- ACTIVITY A: Reproduce the passage of the weight loss surgery FAQ starting with "FAQ-Weight Loss" and going on through "three (3) weeks.".
- ACTIVITY B: Translate this sentence from the weight loss surgery FAQ into Spanish: "Exercise is one of the keys to making your weight loss surgery effective."
- ACTIVITY C: Write the next part of the weight loss surgery FAQ, picking up after its final sentence.
─── DOCUMENT SEGMENT
FAQ-Weight Loss

Click on the questions to reveal answers.

Q: How long will I be in the hospital after surgery? [+/-]

A: Your length of stay is determined by how well you progress following your procedure.  The average length of stay is one (1) night.

Q: How long will it take to recover after surgery? [+/-]

A: You should be able to walk the same day as your surgery. As all of our surgeries are either laparoscopic or robotic, pain is generally minimal. What most patients find to be most challenging post-surgery is adjusting to a new schedule of vitamin, fluid and protein intake. Almost all patients return to work after three (3) weeks.

Q: How much weight will I lose? [+/-]

A: Weight loss results vary and depend on several things. For many individuals, the majority of weight loss occurs within the first six (6) months after surgery. However, weight loss surgery alone is NOT a miracle cure and you will need to incorporate other measures.

It is very important that you set achievable weight loss goals from the beginning. Losing two to three pounds a week in the first year after your surgery is possible, but one pound a week is more likely. Twelve to 18 months after your procedure, weekly weight loss is usually less. Remember that you should lose weight gradually. Losing weight too fast can create a number of health risks. Your main goal is to achieve weight loss that prevents, improves or resolves health problems related to severe obesity.

Q: Does surgery limit any physical activity? [+/-]

A: No. Once our office clears you for exercise after surgery, it is STRONGLY recommended that you follow a consistent exercise regimen. Exercise is one of the keys to making your weight loss surgery effective. Without exercise, you will not reach your full weight loss potential.

Q: Will I need plastic surgery for the surplus skin when I have lost a lot of weight? [+/-]

A: Not necessarily. As a rule, plastic surgery won’t be considered for at least a year or two after your procedure. Sometimes your skin will mold itself around the new body tissue. You should allow the skin time to adjust before considering additional surgery. You should also work to achieve your weight goals prior to seeing a plastic surgeon so that surgery is only needed once and not repetitively.

Q: Will I feel hungry or deprived after surgery? [+/-]

A: No, you should not feel deprived after surgery. One of the benefits of weight loss surgery is a sense of fullness after eating smaller portions. All patients will experience fullness with smaller portion sizes after surgery. Hunger is not a bad thing, as it is your body’s natural reminder to eat another meal. Some patients have a decreased sense of hunger after surgery and others do not. Both are normal and neither is bad. The most important thing is getting in your required fluid and protein intake by the end of the day.

Q: What about pregnancy? [+/-]

A: Pregnancy can be very safe after weight loss surgery and you can have a very healthy baby!  After successfully losing weight, you will be at less risk for many obesity-related conditions that can occur during pregnancy, including gestational diabetes, gestational hypertension, preeclampsia and low birth weight. We recommend waiting at least 1.5 to 2 years after your surgery to conceive so that you can first achieve and maintain weight loss.
──────
─── DATA RECORDS
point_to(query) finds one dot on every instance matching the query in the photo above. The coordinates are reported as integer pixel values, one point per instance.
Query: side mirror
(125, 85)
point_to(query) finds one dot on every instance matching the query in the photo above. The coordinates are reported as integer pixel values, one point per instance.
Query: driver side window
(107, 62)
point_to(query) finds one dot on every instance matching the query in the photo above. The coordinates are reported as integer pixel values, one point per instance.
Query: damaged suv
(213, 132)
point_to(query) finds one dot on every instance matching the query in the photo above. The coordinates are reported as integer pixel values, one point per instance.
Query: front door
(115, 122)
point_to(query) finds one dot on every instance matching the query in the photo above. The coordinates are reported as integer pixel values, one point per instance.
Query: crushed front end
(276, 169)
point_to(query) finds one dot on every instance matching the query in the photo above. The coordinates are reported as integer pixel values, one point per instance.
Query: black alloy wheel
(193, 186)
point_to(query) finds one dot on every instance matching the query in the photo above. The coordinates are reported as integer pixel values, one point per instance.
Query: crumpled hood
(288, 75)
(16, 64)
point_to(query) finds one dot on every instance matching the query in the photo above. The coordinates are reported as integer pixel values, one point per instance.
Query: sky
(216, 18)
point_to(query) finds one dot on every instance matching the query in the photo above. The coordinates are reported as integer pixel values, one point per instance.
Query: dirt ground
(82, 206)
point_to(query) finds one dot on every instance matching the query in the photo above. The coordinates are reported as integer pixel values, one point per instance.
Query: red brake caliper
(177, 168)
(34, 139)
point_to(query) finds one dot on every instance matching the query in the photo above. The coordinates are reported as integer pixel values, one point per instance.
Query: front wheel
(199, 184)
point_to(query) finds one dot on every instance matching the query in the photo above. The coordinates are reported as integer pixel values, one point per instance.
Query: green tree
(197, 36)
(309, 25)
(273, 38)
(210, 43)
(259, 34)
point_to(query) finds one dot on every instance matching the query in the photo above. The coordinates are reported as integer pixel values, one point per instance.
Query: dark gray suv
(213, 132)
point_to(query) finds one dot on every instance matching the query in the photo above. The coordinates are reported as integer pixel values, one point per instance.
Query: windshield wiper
──────
- WRITTEN RESPONSE A:
FAQ-Weight Loss

Click on the questions to reveal answers.

Q: How long will I be in the hospital after surgery? [+/-]

A: Your length of stay is determined by how well you progress following your procedure.  The average length of stay is one (1) night.

Q: How long will it take to recover after surgery? [+/-]

A: You should be able to walk the same day as your surgery. As all of our surgeries are either laparoscopic or robotic, pain is generally minimal. What most patients find to be most challenging post-surgery is adjusting to a new schedule of vitamin, fluid and protein intake. Almost all patients return to work after three (3) weeks.

- WRITTEN RESPONSE B: El ejercicio es una de las claves para que su cirugía de pérdida de peso sea eficaz.

- WRITTEN RESPONSE C:
Q: Will I need to take vitamin supplements? [+/-]

A: Yes! All patients undergoing weight loss surgery must plan on taking vitamin supplements LIFELONG, as this is very important to avoid permanent effects from vitamin deficiencies.  At the very minimum, you should plan on (and budget for) taking a multivitamin with iron twice daily and calcium citrate (500 mg) three times per day.

Q: What about other medication? [+/-]

A: You should be able to take prescribed medication. You may need to do things like break big tablets in half or crush them and mix them in applesauce. You should always ask your doctor or a pharmacist about ways you can safely take your medications. Some medications may be available in liquid form and others you might not be able to crush or break.

Q: What if I go out to eat? [+/-]

A: If you eat out, order only a small amount of food, such as an appetizer. Eat slowly and chew all food thoroughly. You might want to let your host or hostess know in advance that you cannot eat very much food. You may also have to avoid thick breads and heavy meats like steak and chops.

Q: What about alcohol? [+/-]

A: Remember that alcohol has a high number of calories. It also breaks down vitamins. An occasional glass of wine or other alcoholic beverage, though, is not considered harmful to weight loss. Patients are more susceptible to the effects of alcohol after surgery.

Q: Can I eat anything in moderation? [+/-]

A: After your stomach has healed, you may eat most foods that don’t cause you discomfort. However, because you can only eat a little, it is important to include foods full of important vitamins and nutrients such as those recommended in the educational materials you receive and advised by your surgeon and dietitian. If you eat foods that contain lots of sugar and fat or drink liquids full of empty calories such as milkshakes, the effect of your surgery may be greatly reduced or canceled. You may even gain weight.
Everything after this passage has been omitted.